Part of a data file
++++++++
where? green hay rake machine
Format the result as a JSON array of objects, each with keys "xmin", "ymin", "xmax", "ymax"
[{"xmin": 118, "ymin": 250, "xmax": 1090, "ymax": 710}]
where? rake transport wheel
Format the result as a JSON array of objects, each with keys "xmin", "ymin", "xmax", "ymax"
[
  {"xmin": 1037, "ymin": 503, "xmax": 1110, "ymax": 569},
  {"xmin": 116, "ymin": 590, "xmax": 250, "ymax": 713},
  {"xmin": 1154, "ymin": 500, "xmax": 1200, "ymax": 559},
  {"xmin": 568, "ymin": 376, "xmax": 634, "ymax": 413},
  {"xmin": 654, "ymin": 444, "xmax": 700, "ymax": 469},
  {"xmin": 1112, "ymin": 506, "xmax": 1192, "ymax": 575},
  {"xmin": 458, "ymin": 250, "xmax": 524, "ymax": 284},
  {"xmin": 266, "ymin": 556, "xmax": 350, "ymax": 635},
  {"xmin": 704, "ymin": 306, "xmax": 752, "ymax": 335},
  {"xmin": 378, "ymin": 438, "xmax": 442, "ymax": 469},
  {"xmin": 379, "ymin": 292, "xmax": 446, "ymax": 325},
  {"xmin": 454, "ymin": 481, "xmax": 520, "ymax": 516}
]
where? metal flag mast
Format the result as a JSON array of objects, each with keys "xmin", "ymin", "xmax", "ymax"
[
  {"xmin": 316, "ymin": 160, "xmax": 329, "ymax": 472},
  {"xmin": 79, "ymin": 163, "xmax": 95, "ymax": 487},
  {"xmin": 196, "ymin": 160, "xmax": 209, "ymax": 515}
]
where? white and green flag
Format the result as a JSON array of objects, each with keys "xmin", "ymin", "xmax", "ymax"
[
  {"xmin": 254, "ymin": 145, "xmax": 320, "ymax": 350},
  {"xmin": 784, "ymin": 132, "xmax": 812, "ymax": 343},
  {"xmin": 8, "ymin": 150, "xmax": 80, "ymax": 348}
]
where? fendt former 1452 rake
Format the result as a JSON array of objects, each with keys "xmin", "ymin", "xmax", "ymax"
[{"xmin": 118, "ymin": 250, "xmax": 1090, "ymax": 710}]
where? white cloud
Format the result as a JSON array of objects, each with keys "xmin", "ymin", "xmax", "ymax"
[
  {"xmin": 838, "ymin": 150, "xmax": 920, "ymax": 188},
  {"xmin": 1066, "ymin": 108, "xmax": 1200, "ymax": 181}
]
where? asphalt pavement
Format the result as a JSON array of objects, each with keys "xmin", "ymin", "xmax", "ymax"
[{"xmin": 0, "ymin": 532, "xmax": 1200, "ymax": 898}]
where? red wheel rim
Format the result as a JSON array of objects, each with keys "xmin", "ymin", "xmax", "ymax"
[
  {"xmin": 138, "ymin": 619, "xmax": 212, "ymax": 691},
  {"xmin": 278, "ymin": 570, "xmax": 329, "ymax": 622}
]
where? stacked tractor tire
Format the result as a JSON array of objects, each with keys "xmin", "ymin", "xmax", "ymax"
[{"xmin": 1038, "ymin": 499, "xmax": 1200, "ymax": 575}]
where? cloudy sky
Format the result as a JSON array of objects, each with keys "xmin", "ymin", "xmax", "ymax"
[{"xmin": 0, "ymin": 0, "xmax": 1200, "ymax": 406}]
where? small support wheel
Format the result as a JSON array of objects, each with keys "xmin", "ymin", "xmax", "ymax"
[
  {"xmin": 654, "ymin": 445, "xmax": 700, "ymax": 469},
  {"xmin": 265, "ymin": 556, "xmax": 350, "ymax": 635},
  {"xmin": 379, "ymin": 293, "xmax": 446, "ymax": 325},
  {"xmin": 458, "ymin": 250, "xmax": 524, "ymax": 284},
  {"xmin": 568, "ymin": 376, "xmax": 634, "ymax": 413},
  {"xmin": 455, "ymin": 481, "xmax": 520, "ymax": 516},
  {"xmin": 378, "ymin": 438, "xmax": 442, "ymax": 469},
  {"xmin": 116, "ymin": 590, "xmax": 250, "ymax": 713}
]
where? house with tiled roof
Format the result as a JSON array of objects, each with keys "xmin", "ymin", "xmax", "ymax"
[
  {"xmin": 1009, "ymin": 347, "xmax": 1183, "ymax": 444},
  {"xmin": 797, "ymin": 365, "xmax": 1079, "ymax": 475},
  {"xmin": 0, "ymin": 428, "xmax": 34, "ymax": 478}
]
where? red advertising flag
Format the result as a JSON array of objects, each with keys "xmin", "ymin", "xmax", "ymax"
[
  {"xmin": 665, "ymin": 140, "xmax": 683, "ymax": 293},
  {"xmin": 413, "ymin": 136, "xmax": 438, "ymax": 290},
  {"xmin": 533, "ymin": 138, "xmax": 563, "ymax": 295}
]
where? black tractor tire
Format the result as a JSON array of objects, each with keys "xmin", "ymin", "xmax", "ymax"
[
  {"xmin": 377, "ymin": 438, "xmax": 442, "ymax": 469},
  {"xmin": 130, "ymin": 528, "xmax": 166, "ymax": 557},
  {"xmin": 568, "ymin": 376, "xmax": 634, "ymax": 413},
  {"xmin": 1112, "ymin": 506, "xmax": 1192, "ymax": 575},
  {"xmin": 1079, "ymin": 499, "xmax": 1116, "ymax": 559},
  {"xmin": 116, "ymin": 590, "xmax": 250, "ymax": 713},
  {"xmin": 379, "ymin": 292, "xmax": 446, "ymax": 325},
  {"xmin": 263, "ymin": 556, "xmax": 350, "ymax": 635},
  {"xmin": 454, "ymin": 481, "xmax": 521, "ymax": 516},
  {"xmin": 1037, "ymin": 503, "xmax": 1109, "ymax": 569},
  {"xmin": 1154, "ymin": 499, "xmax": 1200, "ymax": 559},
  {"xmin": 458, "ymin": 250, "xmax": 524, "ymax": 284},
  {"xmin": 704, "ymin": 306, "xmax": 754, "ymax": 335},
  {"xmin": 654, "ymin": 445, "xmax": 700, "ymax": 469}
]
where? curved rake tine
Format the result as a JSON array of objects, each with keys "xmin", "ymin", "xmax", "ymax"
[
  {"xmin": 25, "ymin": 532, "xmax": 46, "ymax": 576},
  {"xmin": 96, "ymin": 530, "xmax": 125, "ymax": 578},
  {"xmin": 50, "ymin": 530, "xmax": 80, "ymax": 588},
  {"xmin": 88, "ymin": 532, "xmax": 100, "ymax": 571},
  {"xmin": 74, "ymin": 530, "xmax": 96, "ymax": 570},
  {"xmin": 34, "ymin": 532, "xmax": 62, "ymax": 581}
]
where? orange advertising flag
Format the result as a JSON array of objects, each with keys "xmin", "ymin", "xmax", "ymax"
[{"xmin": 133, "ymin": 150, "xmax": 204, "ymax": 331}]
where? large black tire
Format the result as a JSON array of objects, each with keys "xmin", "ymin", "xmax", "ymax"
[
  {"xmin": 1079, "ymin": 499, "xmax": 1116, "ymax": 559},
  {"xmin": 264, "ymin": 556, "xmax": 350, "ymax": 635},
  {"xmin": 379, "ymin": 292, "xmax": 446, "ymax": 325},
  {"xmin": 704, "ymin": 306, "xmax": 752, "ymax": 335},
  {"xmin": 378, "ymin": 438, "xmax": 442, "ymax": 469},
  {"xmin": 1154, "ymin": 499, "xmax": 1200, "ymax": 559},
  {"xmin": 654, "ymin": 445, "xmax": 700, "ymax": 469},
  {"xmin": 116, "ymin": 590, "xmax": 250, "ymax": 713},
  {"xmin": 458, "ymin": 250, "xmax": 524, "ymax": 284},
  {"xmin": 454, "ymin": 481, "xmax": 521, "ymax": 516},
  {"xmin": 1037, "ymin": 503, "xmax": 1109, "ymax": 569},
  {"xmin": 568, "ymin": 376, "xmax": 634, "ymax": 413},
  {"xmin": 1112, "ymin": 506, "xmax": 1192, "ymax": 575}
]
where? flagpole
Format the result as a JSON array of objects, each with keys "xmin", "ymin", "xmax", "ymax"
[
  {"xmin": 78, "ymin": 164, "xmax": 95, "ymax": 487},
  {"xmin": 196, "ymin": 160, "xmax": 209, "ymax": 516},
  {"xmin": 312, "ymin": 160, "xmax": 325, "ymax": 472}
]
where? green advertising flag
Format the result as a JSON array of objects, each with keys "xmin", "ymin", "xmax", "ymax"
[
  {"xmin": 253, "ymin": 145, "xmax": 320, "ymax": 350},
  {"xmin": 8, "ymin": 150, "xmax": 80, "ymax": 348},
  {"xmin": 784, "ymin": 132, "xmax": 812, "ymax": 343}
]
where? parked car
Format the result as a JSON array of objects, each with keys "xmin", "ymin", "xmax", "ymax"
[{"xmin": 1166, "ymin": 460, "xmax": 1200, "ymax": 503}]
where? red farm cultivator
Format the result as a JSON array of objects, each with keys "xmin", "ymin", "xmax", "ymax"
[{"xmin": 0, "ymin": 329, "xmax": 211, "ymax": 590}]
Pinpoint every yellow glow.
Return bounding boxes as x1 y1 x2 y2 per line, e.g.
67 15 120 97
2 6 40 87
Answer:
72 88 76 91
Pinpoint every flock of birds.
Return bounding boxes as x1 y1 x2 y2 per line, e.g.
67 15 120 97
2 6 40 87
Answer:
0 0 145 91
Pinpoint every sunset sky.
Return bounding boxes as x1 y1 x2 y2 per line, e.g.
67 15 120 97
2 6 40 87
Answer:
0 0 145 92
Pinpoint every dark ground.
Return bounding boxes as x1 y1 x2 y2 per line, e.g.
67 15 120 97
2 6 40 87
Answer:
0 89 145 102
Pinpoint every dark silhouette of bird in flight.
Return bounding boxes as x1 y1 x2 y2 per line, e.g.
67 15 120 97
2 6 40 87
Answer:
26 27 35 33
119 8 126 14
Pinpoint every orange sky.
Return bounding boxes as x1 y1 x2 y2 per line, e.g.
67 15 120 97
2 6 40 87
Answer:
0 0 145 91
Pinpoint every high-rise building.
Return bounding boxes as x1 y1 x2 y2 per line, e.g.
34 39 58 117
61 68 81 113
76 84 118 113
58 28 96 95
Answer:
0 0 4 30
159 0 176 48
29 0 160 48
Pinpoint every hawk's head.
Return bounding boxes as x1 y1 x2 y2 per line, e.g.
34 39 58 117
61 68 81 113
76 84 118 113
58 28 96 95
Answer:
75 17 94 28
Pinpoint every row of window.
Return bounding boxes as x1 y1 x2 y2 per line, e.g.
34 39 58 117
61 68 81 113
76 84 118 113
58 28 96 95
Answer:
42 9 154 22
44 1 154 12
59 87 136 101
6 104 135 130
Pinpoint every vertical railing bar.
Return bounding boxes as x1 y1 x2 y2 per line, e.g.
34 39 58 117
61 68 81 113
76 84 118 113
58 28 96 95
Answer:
++++++++
Edit the stretch from the line containing "where? parked car" through the end of the rows, replacing "Pinpoint" with "Locate" and leaving everything else unchanged.

where? parked car
Format the result as a JSON array of objects, each with keys "xmin", "ymin", "xmax", "ymax"
[{"xmin": 1166, "ymin": 460, "xmax": 1200, "ymax": 503}]
where? red farm cultivator
Format the result as a JSON array of objects, each with keys "xmin", "ymin", "xmax", "ymax"
[{"xmin": 0, "ymin": 329, "xmax": 211, "ymax": 590}]
Locate every yellow glow.
Return bounding boxes as x1 y1 x2 y2 per line, e.g.
67 15 120 97
2 6 40 87
Answer:
72 88 76 91
Locate every flock of birds.
Return bounding boxes as x1 y1 x2 y2 per line, e.g.
67 15 120 97
2 6 40 87
Answer:
0 0 145 91
Locate every sunset sky.
Return bounding boxes as x1 y1 x2 y2 per line, e.g.
67 15 120 97
2 6 40 87
Answer:
0 0 145 92
Locate every dark ground.
Return bounding boxes as x1 y1 x2 y2 per line, e.g.
67 15 120 97
2 6 40 87
Answer:
0 89 145 102
Locate every dark silhouette of bird in flight.
Return bounding boxes as x1 y1 x2 y2 per line, e.g.
67 15 120 97
2 6 40 87
Answer:
26 27 35 33
119 8 126 14
Locate every orange sky.
Return bounding boxes as x1 y1 x2 y2 per line, e.g.
67 15 120 97
2 6 40 87
Answer:
0 0 145 91
Locate every high-rise building.
Return bounding boxes as x1 y1 x2 y2 per line, e.g.
34 39 58 117
61 68 81 113
76 84 118 113
58 28 96 95
Answer:
0 0 4 30
159 0 176 48
29 0 160 48
Locate every hawk's head.
Return bounding boxes as x1 y1 x2 y2 per line, e.g.
34 39 58 117
61 68 81 113
76 84 118 113
58 28 96 95
Answer:
75 17 94 28
Locate every row of window.
Return bounding boxes as x1 y1 x2 y2 per line, e.g.
34 39 58 117
61 68 81 113
76 84 118 113
58 28 96 95
Answer:
42 9 154 22
44 1 154 12
59 87 136 101
6 104 135 130
Locate every vertical railing bar.
Return bounding boxes as x1 y1 x2 y2 per line, e.g.
34 39 58 117
61 68 81 113
76 84 118 113
58 28 96 95
Answer:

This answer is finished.